Source extract ▸
::::::::::
American public opinion pollster (1950–2019)

Patrick Hayward Caddell (May 19, 1950 – February 16, 2019) was an American public opinion pollster and a political film consultant who served in the Carter administration. He worked for Democratic presidential candidates George McGovern in 1972, Jimmy Carter in 1976 and 1980, Gary Hart in 1984 (primary), Walter Mondale in 1984 (general election), Joe Biden in 1988, and Jerry Brown in 1992. He also worked for Mario Cuomo, Bob Graham, Michael Dukakis, Paul Simon, Ted Kennedy, Harold Washington, Andrew Romanoff and Donald Trump.

==Early life==
Patrick Hayward Caddell was born into an Irish Catholic family in Rock Hill, South Carolina, the son of Newton Pascal Caddell (1923–1989), a U.S. Coast Guard officer, and Janie Burns Caddell (1922–1997). He spent most of his childhood in various base towns, such as Falmouth, Massachusetts, and was inspired by the Kennedys.
::::::::::
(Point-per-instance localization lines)
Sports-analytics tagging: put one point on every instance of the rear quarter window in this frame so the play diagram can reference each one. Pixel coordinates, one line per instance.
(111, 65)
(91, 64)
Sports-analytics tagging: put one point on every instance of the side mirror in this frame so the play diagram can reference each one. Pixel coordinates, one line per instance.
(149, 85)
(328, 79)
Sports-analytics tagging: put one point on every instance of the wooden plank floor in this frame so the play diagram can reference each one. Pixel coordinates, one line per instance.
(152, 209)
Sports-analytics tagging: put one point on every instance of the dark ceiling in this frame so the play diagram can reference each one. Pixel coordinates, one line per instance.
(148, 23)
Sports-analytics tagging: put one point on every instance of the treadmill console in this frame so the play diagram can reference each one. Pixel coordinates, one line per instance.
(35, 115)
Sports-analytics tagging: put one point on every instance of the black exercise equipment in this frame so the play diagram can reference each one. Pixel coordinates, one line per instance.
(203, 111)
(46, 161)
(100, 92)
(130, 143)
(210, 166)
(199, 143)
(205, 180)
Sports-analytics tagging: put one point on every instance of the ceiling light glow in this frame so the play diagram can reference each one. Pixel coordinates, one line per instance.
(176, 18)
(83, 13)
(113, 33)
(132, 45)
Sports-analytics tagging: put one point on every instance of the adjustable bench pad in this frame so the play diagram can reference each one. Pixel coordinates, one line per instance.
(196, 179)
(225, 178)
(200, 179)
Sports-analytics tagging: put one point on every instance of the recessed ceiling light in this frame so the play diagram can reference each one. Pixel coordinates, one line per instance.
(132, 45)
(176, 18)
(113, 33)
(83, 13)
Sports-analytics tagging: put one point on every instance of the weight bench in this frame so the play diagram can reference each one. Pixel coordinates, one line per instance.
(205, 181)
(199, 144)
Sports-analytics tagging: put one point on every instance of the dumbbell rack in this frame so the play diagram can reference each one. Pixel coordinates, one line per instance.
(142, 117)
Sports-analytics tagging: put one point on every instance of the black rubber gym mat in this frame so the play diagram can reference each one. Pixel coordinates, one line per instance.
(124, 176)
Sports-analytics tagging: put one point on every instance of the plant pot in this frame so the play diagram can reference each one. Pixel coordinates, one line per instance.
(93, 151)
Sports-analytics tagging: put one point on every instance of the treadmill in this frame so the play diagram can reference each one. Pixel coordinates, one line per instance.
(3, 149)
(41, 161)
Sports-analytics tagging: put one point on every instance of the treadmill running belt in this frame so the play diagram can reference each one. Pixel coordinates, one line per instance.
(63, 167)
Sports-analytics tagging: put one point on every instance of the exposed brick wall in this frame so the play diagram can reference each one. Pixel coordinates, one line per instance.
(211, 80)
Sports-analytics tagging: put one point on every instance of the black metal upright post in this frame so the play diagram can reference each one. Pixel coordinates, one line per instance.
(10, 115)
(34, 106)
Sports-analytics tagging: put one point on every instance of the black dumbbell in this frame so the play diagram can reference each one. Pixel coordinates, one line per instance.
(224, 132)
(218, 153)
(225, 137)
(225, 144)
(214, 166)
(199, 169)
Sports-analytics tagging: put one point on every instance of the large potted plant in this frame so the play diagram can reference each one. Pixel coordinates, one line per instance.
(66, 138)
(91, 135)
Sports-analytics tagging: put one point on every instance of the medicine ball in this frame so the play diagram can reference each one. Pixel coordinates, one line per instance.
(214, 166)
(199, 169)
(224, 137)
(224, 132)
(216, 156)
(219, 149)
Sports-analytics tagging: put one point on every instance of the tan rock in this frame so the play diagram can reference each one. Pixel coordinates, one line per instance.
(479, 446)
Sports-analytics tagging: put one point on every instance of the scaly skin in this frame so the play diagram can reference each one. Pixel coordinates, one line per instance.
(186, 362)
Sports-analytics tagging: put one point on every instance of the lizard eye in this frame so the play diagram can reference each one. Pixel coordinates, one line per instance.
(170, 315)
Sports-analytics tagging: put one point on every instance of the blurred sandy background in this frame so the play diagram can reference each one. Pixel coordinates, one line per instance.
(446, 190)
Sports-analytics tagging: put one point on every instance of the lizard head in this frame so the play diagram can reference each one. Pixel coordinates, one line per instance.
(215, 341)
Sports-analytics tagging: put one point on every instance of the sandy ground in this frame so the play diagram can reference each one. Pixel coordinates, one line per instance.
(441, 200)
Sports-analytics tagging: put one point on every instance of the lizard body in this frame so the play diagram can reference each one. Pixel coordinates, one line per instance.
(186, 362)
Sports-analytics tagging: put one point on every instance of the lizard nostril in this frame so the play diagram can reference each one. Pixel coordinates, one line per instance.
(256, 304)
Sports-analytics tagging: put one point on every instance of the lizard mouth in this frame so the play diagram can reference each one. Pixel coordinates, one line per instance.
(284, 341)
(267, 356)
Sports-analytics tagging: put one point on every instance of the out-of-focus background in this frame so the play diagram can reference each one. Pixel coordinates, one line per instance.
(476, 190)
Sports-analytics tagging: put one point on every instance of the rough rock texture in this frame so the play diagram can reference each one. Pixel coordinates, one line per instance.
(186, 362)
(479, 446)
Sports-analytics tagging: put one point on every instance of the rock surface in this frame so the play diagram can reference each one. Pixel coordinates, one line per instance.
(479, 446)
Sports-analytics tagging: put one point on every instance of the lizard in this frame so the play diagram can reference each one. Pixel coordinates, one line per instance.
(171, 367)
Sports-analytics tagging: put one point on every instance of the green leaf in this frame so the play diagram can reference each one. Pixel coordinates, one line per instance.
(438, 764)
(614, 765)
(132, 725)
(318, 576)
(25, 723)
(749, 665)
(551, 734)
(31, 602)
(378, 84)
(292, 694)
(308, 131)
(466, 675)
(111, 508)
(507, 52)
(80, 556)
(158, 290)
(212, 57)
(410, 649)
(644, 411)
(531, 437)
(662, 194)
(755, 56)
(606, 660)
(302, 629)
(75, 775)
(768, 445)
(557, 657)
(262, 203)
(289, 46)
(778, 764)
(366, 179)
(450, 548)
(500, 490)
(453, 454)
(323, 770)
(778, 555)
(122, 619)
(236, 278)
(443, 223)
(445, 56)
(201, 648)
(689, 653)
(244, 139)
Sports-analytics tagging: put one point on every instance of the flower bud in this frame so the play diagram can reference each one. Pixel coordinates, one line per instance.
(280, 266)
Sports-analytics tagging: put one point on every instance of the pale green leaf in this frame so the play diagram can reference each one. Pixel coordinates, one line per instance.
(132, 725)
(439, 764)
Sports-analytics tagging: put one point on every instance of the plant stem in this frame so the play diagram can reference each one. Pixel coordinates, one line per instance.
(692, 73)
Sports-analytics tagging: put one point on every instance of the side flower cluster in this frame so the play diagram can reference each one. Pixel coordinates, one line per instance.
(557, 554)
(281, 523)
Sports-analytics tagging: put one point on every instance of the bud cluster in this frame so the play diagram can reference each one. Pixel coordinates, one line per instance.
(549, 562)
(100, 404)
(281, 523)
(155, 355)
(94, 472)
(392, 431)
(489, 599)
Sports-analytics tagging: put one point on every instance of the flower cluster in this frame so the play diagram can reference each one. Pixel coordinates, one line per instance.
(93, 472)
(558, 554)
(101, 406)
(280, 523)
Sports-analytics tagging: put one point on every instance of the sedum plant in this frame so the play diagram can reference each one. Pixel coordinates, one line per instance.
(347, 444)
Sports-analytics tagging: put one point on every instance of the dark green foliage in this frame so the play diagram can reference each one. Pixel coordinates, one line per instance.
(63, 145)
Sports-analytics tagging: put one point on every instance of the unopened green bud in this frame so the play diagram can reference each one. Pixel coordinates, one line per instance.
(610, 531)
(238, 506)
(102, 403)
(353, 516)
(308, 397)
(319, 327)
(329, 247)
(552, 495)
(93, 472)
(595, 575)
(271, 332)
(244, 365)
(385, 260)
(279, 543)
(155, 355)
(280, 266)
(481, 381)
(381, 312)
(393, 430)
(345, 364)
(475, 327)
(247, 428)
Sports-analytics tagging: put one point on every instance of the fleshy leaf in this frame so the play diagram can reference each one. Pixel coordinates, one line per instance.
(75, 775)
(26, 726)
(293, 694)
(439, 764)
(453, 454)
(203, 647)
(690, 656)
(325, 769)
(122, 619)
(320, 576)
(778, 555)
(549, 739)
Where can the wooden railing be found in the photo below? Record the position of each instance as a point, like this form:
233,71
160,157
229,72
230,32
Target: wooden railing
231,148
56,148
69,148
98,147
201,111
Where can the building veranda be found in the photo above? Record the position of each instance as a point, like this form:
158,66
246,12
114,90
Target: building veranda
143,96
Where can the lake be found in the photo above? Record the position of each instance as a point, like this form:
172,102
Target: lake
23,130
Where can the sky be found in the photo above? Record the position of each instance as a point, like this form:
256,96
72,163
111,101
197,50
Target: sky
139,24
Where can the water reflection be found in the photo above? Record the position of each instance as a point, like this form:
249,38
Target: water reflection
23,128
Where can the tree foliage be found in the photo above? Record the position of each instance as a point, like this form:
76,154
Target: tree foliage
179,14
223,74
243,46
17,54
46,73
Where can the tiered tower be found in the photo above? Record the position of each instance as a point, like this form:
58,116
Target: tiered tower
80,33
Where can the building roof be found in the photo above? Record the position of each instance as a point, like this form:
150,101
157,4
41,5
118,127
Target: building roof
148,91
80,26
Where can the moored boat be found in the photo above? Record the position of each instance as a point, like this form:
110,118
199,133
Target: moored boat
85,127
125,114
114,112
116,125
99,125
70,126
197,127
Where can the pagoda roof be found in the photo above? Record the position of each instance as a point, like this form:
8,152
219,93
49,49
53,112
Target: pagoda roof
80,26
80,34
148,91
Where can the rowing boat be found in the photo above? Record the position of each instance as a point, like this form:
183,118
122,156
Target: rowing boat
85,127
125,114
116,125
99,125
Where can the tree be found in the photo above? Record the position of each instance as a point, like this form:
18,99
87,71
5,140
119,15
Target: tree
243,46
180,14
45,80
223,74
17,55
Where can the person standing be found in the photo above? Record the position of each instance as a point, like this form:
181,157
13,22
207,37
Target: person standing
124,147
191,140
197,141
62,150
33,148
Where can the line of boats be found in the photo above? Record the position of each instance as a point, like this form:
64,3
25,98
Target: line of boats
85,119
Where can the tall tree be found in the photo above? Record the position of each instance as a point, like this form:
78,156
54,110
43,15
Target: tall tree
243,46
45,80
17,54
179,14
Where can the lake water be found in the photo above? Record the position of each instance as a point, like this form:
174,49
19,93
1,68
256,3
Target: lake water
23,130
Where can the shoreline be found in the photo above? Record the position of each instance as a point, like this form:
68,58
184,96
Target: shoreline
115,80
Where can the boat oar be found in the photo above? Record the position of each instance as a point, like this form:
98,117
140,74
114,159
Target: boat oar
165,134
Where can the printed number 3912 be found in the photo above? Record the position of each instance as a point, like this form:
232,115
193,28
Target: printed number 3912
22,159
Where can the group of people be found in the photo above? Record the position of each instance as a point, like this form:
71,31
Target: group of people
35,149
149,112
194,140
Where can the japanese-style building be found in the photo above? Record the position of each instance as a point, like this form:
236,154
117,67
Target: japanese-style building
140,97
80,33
::::::::::
Check your understanding ▸
a) Echo the Caddell biography excerpt, starting with "Patrick Hayward Caddell (May" and going on through "by the Kennedys.".
b) Answer these questions using the Caddell biography excerpt:
(i) In what town and state was Caddell born?
(ii) In what year did Caddell work for Joe Biden?
(iii) In what service was Caddell's father an officer?
Draw only on the Caddell biography excerpt, not on the lines.

Expected results ▸
a)
Patrick Hayward Caddell (May 19, 1950 – February 16, 2019) was an American public opinion pollster and a political film consultant who served in the Carter administration. He worked for Democratic presidential candidates George McGovern in 1972, Jimmy Carter in 1976 and 1980, Gary Hart in 1984 (primary), Walter Mondale in 1984 (general election), Joe Biden in 1988, and Jerry Brown in 1992. He also worked for Mario Cuomo, Bob Graham, Michael Dukakis, Paul Simon, Ted Kennedy, Harold Washington, Andrew Romanoff and Donald Trump.

==Early life==
Patrick Hayward Caddell was born into an Irish Catholic family in Rock Hill, South Carolina, the son of Newton Pascal Caddell (1923–1989), a U.S. Coast Guard officer, and Janie Burns Caddell (1922–1997). He spent most of his childhood in various base towns, such as Falmouth, Massachusetts, and was inspired by the Kennedys.

b)
(i) Rock Hill, South Carolina
(ii) 1988
(iii) The U.S. Coast Guard